### Information given ###

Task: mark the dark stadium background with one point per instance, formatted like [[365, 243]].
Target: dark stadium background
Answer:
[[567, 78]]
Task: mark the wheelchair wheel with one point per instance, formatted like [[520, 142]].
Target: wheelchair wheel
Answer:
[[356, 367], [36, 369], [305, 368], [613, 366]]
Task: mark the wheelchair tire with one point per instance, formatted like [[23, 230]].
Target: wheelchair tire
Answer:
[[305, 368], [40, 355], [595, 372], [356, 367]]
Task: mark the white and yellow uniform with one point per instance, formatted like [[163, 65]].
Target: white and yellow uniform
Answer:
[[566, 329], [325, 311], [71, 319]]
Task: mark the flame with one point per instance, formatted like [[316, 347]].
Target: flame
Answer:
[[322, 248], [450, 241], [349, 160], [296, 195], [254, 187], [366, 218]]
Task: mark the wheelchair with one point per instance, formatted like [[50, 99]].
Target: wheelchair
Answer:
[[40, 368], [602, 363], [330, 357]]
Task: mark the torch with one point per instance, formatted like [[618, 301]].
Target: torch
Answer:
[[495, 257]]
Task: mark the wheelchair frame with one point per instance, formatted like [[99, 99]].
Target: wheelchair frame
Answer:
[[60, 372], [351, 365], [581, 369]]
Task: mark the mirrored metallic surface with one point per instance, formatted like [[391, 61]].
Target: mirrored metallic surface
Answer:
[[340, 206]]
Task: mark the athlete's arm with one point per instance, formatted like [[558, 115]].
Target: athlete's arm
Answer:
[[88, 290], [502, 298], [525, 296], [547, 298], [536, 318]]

###
### Information given ###

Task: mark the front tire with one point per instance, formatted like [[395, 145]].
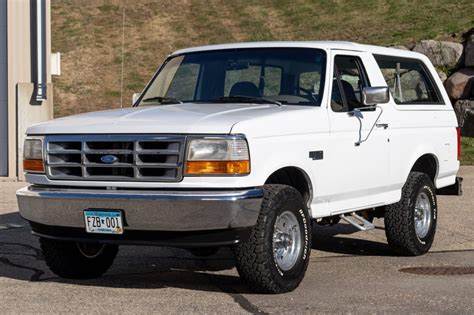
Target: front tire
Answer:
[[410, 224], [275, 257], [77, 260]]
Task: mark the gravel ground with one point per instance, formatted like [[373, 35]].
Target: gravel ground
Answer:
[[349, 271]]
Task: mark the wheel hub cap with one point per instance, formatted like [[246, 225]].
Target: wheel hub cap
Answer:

###

Work item :: Each line that contains the word "white" adds to the total; give the total for the material and nothing else.

Written solution :: 2